Supplied material
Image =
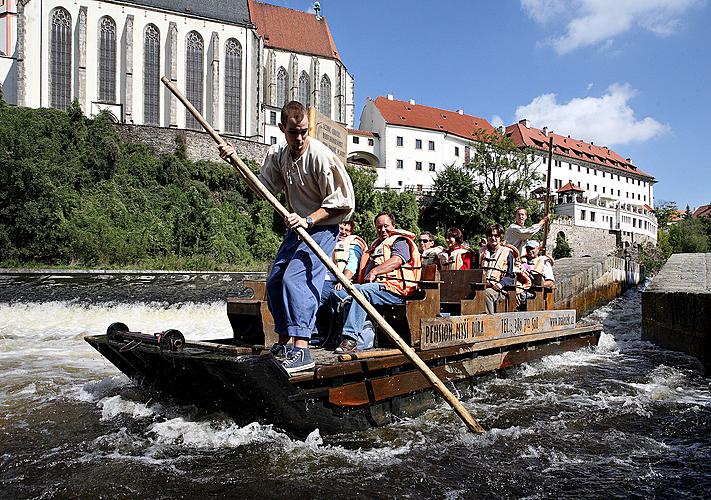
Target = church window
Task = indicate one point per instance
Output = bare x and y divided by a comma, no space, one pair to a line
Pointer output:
325,96
233,85
282,87
151,75
194,71
60,64
107,60
305,89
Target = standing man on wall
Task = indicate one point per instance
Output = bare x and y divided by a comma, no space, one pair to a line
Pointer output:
320,195
389,272
518,234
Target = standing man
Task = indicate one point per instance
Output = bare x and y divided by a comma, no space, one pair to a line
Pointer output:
497,261
319,194
428,251
389,272
539,264
517,234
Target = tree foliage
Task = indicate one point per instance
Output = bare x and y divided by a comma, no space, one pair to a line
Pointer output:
72,193
562,248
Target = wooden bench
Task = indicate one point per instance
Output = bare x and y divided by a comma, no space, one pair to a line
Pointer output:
405,318
462,291
250,318
543,295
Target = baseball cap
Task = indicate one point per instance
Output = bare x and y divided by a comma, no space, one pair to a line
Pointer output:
533,244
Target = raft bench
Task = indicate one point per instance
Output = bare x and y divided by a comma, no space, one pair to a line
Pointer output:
462,292
405,318
544,295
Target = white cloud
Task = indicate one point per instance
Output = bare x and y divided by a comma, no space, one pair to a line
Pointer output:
592,22
605,120
496,121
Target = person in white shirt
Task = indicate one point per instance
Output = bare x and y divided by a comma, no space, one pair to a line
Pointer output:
517,234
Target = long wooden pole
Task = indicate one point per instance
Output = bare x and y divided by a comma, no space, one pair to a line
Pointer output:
548,193
260,189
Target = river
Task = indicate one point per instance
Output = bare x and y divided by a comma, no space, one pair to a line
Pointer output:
623,419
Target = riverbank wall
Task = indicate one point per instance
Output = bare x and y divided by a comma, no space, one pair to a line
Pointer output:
583,283
676,307
586,283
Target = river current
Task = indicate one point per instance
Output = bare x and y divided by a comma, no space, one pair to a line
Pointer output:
623,419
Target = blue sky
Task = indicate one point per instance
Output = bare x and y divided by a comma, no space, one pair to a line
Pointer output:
634,75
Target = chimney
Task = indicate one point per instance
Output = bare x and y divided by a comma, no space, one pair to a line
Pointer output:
317,10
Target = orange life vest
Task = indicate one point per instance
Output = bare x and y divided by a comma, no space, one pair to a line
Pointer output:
403,280
495,265
456,258
539,263
343,249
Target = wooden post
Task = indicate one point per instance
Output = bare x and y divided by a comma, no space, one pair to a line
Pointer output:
260,189
548,194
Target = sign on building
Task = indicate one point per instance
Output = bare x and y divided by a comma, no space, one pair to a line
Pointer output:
331,133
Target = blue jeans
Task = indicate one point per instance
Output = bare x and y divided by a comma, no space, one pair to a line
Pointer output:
295,281
356,316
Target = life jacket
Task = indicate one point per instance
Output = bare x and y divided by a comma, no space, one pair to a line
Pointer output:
539,263
403,280
343,249
456,258
523,278
495,266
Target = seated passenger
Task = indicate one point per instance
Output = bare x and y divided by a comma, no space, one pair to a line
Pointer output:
389,272
346,256
458,255
428,251
497,261
539,264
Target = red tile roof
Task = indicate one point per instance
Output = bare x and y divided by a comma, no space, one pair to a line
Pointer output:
702,211
570,187
416,115
365,133
293,30
572,148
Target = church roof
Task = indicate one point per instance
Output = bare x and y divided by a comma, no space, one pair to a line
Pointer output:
293,30
416,115
576,149
226,11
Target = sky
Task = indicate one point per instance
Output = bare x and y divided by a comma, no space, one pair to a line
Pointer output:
633,75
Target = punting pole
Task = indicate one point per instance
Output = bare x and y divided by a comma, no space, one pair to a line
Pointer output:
260,189
548,192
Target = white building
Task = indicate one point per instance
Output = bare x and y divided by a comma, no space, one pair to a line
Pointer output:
412,142
234,60
594,186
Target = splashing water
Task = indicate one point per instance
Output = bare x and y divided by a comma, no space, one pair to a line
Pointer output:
622,418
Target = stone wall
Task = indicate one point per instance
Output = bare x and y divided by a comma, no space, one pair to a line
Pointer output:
586,283
583,241
200,145
676,308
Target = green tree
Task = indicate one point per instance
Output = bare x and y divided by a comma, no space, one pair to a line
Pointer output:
562,248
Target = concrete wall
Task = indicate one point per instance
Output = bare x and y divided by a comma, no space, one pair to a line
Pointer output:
200,145
676,308
584,284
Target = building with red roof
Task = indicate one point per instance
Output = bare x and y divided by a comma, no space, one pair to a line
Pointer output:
594,186
412,142
301,63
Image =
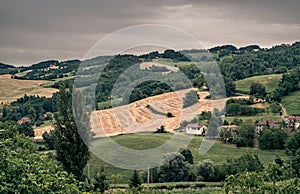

To be done
Reproduce all of the data above line for line, leaving out the pictures.

Full answer
Image =
Target = church window
Task = indicate one point per instance
Output = bare x and y divided by a comma, no space, one pair to a line
Pointer output:
325,96
233,85
282,87
151,75
194,71
60,64
107,60
305,89
Target = standing man on wall
Task = indicate one point per instance
Output = bare x and y divided by a comma, no space, one pair to a line
Pointer output:
320,195
389,272
518,234
Target = standing man
Task = indicate one point per instance
Output = bare x and y divided by a comma, no space, one pair to a line
Pointer output:
497,261
319,194
428,251
389,272
539,264
517,234
Target = tree foliage
Task = indicate one point per instance
Output = bare x and y divided by a comma, no space, one pair to a line
Pointer output:
72,193
562,248
Target = wooden bench
Task = indicate one point per instance
Output = bare x and y divided by a comma, no space, one pair to a line
Pointer output:
405,318
462,291
250,318
543,295
Target = baseball cap
Task = indicate one point per instance
Output = bare x and y divided by a comma, no space, one pair to a line
Pointer output:
533,244
Target = raft bench
Task = indicate one point per instance
Output = bare x and y divided by a comma, no space, one pair to a line
Pointer output:
462,292
405,318
544,295
Target = white cloud
Task = indicate one point per instance
Output = bare x and y divided by a comma, no space, one pair to a line
Pointer output:
592,22
605,120
496,121
Target = person in white shirt
Task = indicate one point per instance
Output = bare x and y divided by a comma, no space, one pair to a line
Pointer output:
517,234
Target = long wooden pole
Task = indicate one point per instance
Output = bare x and y divided by a comma, no space, one pair to a line
Pointer output:
548,193
260,189
Target = river
Task = indicate one point per instance
Output = bare x and y divided by a comma, no space, one pair to a line
Pointer output:
623,419
Target = riverbank wall
Task = indicate one point per instance
Output = bare x and y divided by a comma, no space, one pair to a line
Pointer output:
583,283
676,307
586,283
Target = river current
Task = indicate one point per instance
Output = bare x and y divided by a comma, no space, one pair to a line
Pointer output:
623,419
Target = blue sky
Task = indicate one point per instance
Output = bare x and y divided by a comma, no space, one pair to a line
Pointer output:
634,75
Target = chimney
Task = indicate one point per instance
Output = bare x and y divided by a comma, no space, one pair to a line
Pointer output:
317,10
Target = orange life vest
Task = indicate one point per instance
Output = bare x and y divided by a comma, no space, one pair to a line
Pointer output:
403,280
495,265
456,258
539,263
343,249
Target = wooden post
Task = indicate one point per instance
Output = bare x and y divided by a comma, no space, one pair to a line
Pointer output:
260,189
548,194
Target = sign on building
Task = indicate one point per instance
Output = bare x and y divided by a comma, no space, one pair to a line
Pointer output:
331,133
Target = blue jeans
Task = indicate one point per instance
Output = bare x and y divided by a comma, no space, one pair to a line
Pointer output:
295,281
356,316
Target = life jacket
Task = indicate one point per instance
Output = bare x and y divided by a comma, no space, one pair to a line
Pointer output:
539,263
403,280
343,249
456,258
523,278
495,266
Target = seated passenger
Task = indicate one point per instance
Output = bare x and y divided by a comma, no space, one pair to a line
Pointer output:
389,272
346,256
458,255
428,251
497,261
539,264
Target = red tile roof
Task = indicate one point per instance
Output = bare x and y divided by a comma, no space, one pair to a line
Pointer output:
702,211
570,187
416,115
365,133
293,30
572,148
Target = church roof
Task = indicate one point per instance
Output = bare x and y divided by a comma, no space, one pair to a line
Pointer output:
293,30
416,115
576,149
226,11
Target = sky
Task = indicate one point per instance
Output = bare x and y divided by a comma, no space, one pair to a line
Pointer output:
633,75
Target = punting pole
Task = indicate one point per instance
Output = bare x and y divided by a comma, no space, one pair to a line
Pointer output:
260,189
548,192
Target = white building
Task = indicate one point per instance
Output = bare x and y divided by a comma, no space, one pair to a line
Pointer output:
412,142
234,60
594,186
Target = splashing water
Task = indicate one point per instance
Output = bare x and y divided by a comma, no space, one pair to a line
Pointer output:
622,418
Target = stone wall
Task = indicate one point per instance
Output = bare x and y divided by a comma, no space, one pair to a line
Pointer output:
586,283
583,241
200,145
676,308
Target = green tree
Task = indicate one point per instance
Output = bare x and y divided by a comma, no space, one pair to a line
Pointer output:
562,248
Target = concrete wall
Task = indicate one point per instance
Output = bare x and y divided by a comma, no space, one pair to a line
Pointer output:
200,145
676,308
584,284
Target = building with red roof
Task = indicate one point per instance
Output = bare x and y divided by a comma, no space, one pair to a line
Pointer output:
594,186
412,142
301,63
Image =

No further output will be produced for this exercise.